» **CONSIGNE A**: Les affirmations suivantes sont-elles conformes au texte sur Christus et Goatess ? (i) Goatess a été fondé en 2009. (ii) Le vrai nom de Christus est Christian Lindersen. (iii) « Gates Of Flesh » est la seconde offrande de Goatess. Répondez par oui ou non pour chacune et citez à l'identique les mots du texte qui tranchent.

» **TEXTE AFFICHÉ**:
---+---

En
attendant de pouvoir déguster "Gates Of Flesh", la prochaine cuvée de
Lord Vicar, nous ne saurions trop conseiller aux admirateurs de son chanteur,
Christus, de se jeter sur "Purgatory Under New Management", sa
seconde offrande sous la bannière de Goatess, groupe qu'il a fondé en 2009.
Faut-il encore présenter Christian Lindersen (son vrai nom), vétéran de la scène
doom et stoner suédoise ? De Count Raven à Terra Firma en passant par Saint
Vitus, son palmarès laisse rêveur et sa contribution au genre force le respect.

---+---

» **ENTRÉES EXTRAITES**:
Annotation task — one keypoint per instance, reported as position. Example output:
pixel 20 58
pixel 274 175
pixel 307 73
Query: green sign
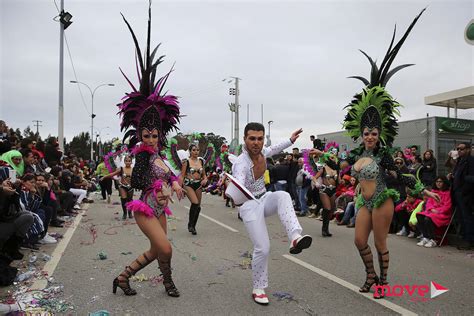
pixel 469 32
pixel 456 126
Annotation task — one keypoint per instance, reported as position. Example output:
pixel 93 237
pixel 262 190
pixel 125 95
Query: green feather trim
pixel 379 200
pixel 386 107
pixel 325 157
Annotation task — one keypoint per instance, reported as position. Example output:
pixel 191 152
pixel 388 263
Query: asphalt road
pixel 212 273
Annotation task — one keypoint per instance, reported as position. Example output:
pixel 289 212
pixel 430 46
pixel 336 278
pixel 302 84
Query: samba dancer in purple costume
pixel 148 116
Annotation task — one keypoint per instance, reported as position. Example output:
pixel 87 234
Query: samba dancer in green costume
pixel 371 114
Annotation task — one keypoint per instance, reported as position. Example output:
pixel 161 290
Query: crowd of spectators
pixel 40 187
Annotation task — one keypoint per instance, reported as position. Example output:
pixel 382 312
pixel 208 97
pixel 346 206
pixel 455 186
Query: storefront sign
pixel 457 126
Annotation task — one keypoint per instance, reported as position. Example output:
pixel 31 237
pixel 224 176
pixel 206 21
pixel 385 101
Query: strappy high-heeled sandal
pixel 170 287
pixel 126 274
pixel 371 278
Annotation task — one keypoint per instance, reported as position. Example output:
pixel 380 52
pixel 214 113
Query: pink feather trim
pixel 157 185
pixel 142 147
pixel 167 211
pixel 174 178
pixel 140 206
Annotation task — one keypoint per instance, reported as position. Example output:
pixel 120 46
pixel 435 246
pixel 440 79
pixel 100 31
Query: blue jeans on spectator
pixel 302 203
pixel 356 210
pixel 348 213
pixel 466 217
pixel 294 194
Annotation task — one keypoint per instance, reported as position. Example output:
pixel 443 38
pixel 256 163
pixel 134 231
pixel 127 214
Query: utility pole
pixel 37 125
pixel 236 124
pixel 428 134
pixel 231 125
pixel 247 113
pixel 61 84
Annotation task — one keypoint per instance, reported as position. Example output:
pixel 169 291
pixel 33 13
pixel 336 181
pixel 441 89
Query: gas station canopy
pixel 456 99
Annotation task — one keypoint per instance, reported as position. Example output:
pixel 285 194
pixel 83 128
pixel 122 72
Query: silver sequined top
pixel 242 169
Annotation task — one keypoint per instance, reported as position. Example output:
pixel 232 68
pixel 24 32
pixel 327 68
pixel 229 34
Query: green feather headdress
pixel 374 107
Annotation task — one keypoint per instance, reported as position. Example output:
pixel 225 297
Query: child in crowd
pixel 403 212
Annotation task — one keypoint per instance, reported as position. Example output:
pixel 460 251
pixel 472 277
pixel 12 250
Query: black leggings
pixel 402 217
pixel 426 226
pixel 106 187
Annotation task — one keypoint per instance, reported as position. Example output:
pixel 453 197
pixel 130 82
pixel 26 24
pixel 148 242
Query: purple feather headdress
pixel 330 146
pixel 148 107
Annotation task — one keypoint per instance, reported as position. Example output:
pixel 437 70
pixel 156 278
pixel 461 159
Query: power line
pixel 75 75
pixel 37 123
pixel 72 65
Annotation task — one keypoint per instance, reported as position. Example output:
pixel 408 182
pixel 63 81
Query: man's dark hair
pixel 253 126
pixel 25 152
pixel 25 142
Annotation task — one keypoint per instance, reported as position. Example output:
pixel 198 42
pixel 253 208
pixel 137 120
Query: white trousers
pixel 79 193
pixel 253 214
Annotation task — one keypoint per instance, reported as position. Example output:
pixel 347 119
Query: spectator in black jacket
pixel 28 160
pixel 292 162
pixel 14 222
pixel 303 183
pixel 280 173
pixel 52 155
pixel 428 169
pixel 462 193
pixel 5 144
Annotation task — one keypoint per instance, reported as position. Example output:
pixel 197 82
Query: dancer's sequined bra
pixel 372 172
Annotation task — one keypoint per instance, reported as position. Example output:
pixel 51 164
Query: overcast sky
pixel 292 56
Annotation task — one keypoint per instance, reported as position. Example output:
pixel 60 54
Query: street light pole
pixel 92 111
pixel 269 141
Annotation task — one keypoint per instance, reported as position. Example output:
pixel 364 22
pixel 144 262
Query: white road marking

---+---

» **CONSIGNE B**: Présentez sous forme de tableau Markdown les lignes des entrées, depuis la première jusqu'à celle qui contient « pixel 140 206 », celle-ci comprise, sans les lignes vides. Utilisez les colonnes N° et Ligne, et laissez les images hors de la réponse.

» **RÉPONSE FINALE A**:
(i) Oui : « groupe qu'il a fondé en 2009 ».
(ii) Oui : « Christian Lindersen (son vrai nom) ».
(iii) Non : « la prochaine cuvée de Lord Vicar ».

» **RÉPONSE FINALE B**:
| N° | Ligne |
|---|---|
| 1 | Annotation task — one keypoint per instance, reported as position. Example output: |
| 2 | pixel 20 58 |
| 3 | pixel 274 175 |
| 4 | pixel 307 73 |
| 5 | Query: green sign |
| 6 | pixel 469 32 |
| 7 | pixel 456 126 |
| 8 | Annotation task — one keypoint per instance, reported as position. Example output: |
| 9 | pixel 93 237 |
| 10 | pixel 262 190 |
| 11 | pixel 125 95 |
| 12 | Query: green feather trim |
| 13 | pixel 379 200 |
| 14 | pixel 386 107 |
| 15 | pixel 325 157 |
| 16 | Annotation task — one keypoint per instance, reported as position. Example output: |
| 17 | pixel 191 152 |
| 18 | pixel 388 263 |
| 19 | Query: asphalt road |
| 20 | pixel 212 273 |
| 21 | Annotation task — one keypoint per instance, reported as position. Example output: |
| 22 | pixel 289 212 |
| 23 | pixel 430 46 |
| 24 | pixel 336 278 |
| 25 | pixel 302 84 |
| 26 | Query: samba dancer in purple costume |
| 27 | pixel 148 116 |
| 28 | Annotation task — one keypoint per instance, reported as position. Example output: |
| 29 | pixel 87 234 |
| 30 | Query: samba dancer in green costume |
| 31 | pixel 371 114 |
| 32 | Annotation task — one keypoint per instance, reported as position. Example output: |
| 33 | pixel 161 290 |
| 34 | Query: crowd of spectators |
| 35 | pixel 40 187 |
| 36 | Annotation task — one keypoint per instance, reported as position. Example output: |
| 37 | pixel 382 312 |
| 38 | pixel 208 97 |
| 39 | pixel 346 206 |
| 40 | pixel 455 186 |
| 41 | Query: storefront sign |
| 42 | pixel 457 126 |
| 43 | Annotation task — one keypoint per instance, reported as position. Example output: |
| 44 | pixel 31 237 |
| 45 | pixel 224 176 |
| 46 | pixel 206 21 |
| 47 | pixel 385 101 |
| 48 | Query: strappy high-heeled sandal |
| 49 | pixel 170 287 |
| 50 | pixel 126 274 |
| 51 | pixel 371 278 |
| 52 | Annotation task — one keypoint per instance, reported as position. Example output: |
| 53 | pixel 380 52 |
| 54 | pixel 214 113 |
| 55 | Query: pink feather trim |
| 56 | pixel 157 185 |
| 57 | pixel 142 147 |
| 58 | pixel 167 211 |
| 59 | pixel 174 178 |
| 60 | pixel 140 206 |